▶ _DOCUMENT_:
Something common to nearly all imperative languages is the presence of a
primitive type for Booleans. Other typical type constructors are tuples,
structs, enumerations and fixed-length arrays. The first interesting type used
by the pseudocode is mathematical integers as a primitive type. Most imperative
languages use fixed-width integers for primitive types, with exact integers
available through some library. This is because the performance benefits of
using fixed-width integers in code far outweigh the risk of overflow. However,
as the pseudocode is a descriptive aid, with no intention of being executed, it
can use exact mathematical integers and eliminate overflow errors without any
performance cost [cite:@arm/DDI0553B.s § E1.3.4].

Another such type present in the pseudocode is mathematical real numbers. As
most real numbers are impossible to record using finite storage, any executable
programming language must make compromises to the precision of real numbers.
Because the pseudocode does not concern itself with being executable, it is free
to use real numbers and have exact precision in real-number arithmetic
[cite:@arm/DDI0553B.s § E1.2.4].

The final primitive type used by the pseudocode is the bitstring; a fixed-length
sequence of 0s and 1s. Some readers may wonder what the difference is between
this type and arrays of Booleans. The justification given by
[cite/t:@arm/DDI0553B.s § E1.2.2] is more philosophical than practical:
"bitstrings are the only concrete data type in pseudocode". In some places,
bitstrings can be used instead of integers in arithmetic operations.

Most of the operators used by the pseudocode are unsurprising. For instance,
Booleans have the standard set of short-circuiting operations; integers and
reals have addition, subtraction and multiplication; reals have division; and
integers have integer division (division rounding to \(-\infty\)) and modulus
(the remainder of division).

By far the two most interesting operations in the pseudocode are bitstring
concatenation and slicing. Bitstring concatenation is much like appending two
arrays together, or regular string concatenation. Bitstring slicing is a more
nuanced process. Slicing a bitstring by a single index is no different from a
regular array access. If instead a bitstring is sliced by a range of integers,
the result is the concatenation of each single-bit access. Finally, when
integers are sliced instead of bitstring, the pseudocode "treats an integer as
equivalent to a sufficiently long \textelp{} bitstring" [cite:@arm/DDI0553B.s §
E1.3.3].

Saved data entries

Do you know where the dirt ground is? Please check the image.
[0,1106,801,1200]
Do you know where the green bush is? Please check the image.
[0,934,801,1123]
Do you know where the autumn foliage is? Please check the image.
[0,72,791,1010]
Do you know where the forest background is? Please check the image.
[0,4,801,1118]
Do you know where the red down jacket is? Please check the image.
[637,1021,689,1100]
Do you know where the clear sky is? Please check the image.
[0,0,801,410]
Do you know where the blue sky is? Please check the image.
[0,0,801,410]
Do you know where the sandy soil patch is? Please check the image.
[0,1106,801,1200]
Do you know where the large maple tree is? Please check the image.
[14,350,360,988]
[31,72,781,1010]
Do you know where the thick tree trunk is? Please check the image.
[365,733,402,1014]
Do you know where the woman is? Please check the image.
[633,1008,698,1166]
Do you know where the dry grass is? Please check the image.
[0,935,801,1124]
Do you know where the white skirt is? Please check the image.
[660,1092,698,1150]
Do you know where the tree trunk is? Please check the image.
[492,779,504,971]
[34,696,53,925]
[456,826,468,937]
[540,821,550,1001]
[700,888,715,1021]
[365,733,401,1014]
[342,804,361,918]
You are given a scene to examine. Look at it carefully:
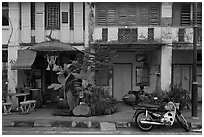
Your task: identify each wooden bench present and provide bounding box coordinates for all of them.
[2,102,12,115]
[20,100,36,114]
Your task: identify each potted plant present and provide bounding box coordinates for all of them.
[168,85,190,109]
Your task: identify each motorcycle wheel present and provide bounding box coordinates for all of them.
[176,113,191,132]
[135,111,153,131]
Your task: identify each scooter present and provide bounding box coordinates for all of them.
[133,98,191,132]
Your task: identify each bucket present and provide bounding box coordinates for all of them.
[175,103,180,109]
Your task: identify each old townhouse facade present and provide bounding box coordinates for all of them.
[2,2,90,109]
[93,2,202,100]
[2,2,202,108]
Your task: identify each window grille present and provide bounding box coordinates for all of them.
[45,3,60,29]
[95,69,109,86]
[150,5,160,25]
[197,28,202,42]
[118,28,138,43]
[178,28,185,42]
[2,2,9,26]
[69,2,74,30]
[131,28,138,42]
[96,2,161,26]
[136,66,150,86]
[62,12,68,23]
[102,28,108,42]
[181,4,190,26]
[148,28,154,41]
[30,2,35,30]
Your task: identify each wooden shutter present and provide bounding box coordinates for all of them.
[30,2,35,30]
[118,4,128,25]
[139,3,149,25]
[150,3,160,25]
[181,4,190,26]
[97,5,106,25]
[128,4,138,25]
[107,6,116,25]
[197,3,202,25]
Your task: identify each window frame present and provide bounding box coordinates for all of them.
[95,2,161,26]
[95,68,109,86]
[135,66,150,86]
[30,2,35,30]
[2,2,9,27]
[45,2,60,30]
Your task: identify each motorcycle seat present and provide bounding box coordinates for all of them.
[138,103,160,109]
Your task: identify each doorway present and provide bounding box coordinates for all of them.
[173,65,192,91]
[113,64,132,101]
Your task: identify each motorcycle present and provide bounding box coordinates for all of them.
[133,98,191,132]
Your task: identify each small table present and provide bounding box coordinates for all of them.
[30,89,42,108]
[7,93,29,110]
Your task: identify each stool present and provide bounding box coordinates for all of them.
[2,102,12,115]
[20,100,36,114]
[28,100,36,111]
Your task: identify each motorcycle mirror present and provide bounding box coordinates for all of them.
[154,97,158,100]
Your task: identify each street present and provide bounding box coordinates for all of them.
[2,127,202,135]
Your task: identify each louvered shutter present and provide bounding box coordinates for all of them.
[107,6,116,25]
[97,6,106,25]
[181,4,190,26]
[118,5,128,25]
[150,4,160,25]
[128,4,138,25]
[139,4,149,25]
[197,3,202,25]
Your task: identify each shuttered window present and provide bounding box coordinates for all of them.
[45,2,60,29]
[95,69,109,86]
[96,3,161,26]
[181,3,202,26]
[30,2,35,30]
[2,2,9,26]
[181,4,190,26]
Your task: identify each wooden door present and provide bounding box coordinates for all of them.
[113,64,132,101]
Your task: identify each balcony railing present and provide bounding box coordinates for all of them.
[94,27,202,44]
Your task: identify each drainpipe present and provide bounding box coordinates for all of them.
[192,2,198,117]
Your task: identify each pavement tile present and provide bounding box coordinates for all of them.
[2,121,15,127]
[100,122,116,131]
[34,120,52,127]
[51,121,72,127]
[2,103,202,130]
[14,121,34,127]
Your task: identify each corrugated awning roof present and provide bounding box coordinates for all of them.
[29,40,77,51]
[11,50,37,70]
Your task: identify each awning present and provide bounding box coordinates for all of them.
[11,50,37,70]
[29,40,78,51]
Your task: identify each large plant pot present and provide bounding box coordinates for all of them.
[16,87,22,93]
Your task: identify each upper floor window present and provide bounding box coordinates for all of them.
[96,2,161,26]
[45,2,60,29]
[172,2,202,26]
[136,66,150,86]
[95,69,109,86]
[30,2,35,30]
[2,2,9,26]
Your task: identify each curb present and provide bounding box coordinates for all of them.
[2,120,134,128]
[2,120,202,130]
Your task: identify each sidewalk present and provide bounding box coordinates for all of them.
[2,103,202,128]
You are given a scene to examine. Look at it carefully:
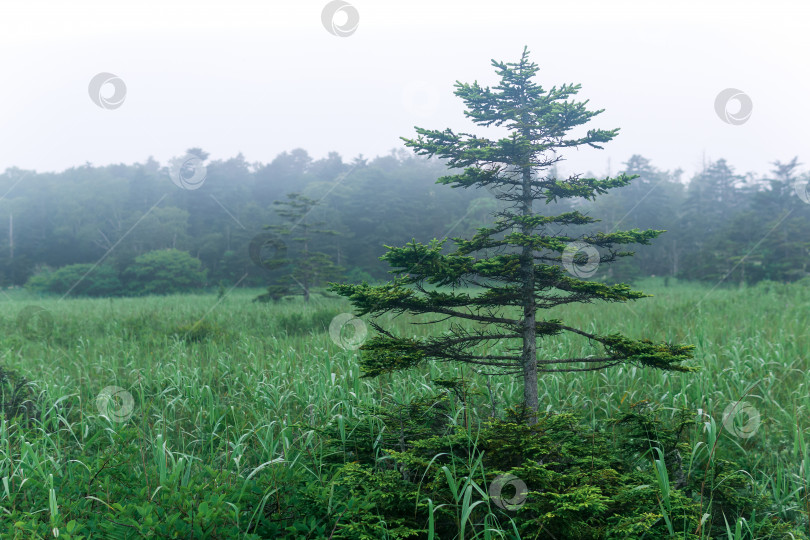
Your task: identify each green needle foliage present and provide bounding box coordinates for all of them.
[256,193,342,302]
[332,48,695,423]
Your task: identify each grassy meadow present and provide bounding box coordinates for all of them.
[0,279,810,538]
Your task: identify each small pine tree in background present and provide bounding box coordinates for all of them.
[332,48,695,424]
[256,193,342,302]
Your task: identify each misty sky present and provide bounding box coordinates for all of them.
[0,0,810,181]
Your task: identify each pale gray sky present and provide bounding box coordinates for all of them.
[0,0,810,180]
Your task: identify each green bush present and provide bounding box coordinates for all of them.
[25,264,124,297]
[124,249,206,295]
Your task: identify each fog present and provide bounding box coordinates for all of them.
[0,0,810,178]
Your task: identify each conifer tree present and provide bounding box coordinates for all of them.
[332,48,695,423]
[256,193,341,302]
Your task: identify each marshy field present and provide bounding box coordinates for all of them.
[0,279,810,538]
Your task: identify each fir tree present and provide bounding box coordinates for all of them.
[332,48,695,423]
[256,193,341,302]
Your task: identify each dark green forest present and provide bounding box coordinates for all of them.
[0,148,810,296]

▶ _WHAT YOU NEED TO DO_:
- A) Write out the part of the passage on pseudocode types that opens with the words "Another such type" and closes with "of real numbers.".
- B) Pull out each line of the rows in which the word "small" occurs.

▶ _THE RESULTS_:
- A)
Another such type present in the pseudocode is mathematical real numbers. As
most real numbers are impossible to record using finite storage, any executable
programming language must make compromises to the precision of real numbers.

- B)
Your task: identify each small table present and provide bounding box coordinates for all of them.
Your task: identify each small pine tree in background present and provide bounding box coordinates for all of them.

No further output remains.